# Start of Provided records

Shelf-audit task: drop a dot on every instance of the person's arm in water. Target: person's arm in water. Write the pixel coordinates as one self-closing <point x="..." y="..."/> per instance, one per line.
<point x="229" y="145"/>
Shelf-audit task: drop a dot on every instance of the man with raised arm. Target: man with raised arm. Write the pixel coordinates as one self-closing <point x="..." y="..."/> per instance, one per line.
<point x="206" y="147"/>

# End of Provided records
# Start of Provided records

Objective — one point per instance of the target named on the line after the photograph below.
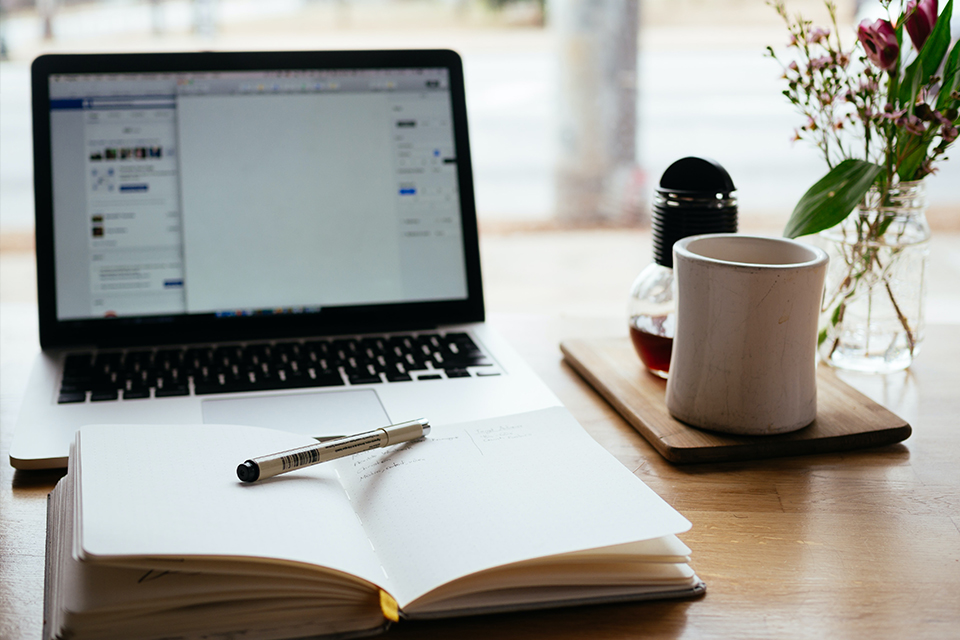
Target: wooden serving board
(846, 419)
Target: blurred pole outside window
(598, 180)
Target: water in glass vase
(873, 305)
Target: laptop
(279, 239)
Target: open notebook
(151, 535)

# End of Provided records

Given request => Pull out every line of the rows above that contains the string "point", treating uppercase and lowercase letters as distinct.

Solved exercise =>
Shelf-audit task: drop a dot on every instance of the person's arm in water. Target: person's arm in water. Write the pixel coordinates as one self-closing <point x="..." y="..."/> per instance, one per line.
<point x="229" y="145"/>
Shelf-audit task: drop a dot on every instance of the man with raised arm. Target: man with raised arm. Write the pixel coordinates as one self-closing <point x="..." y="..."/> per instance, one per line.
<point x="206" y="147"/>
Objective — one point per instance of the target named on the line after the photograph below.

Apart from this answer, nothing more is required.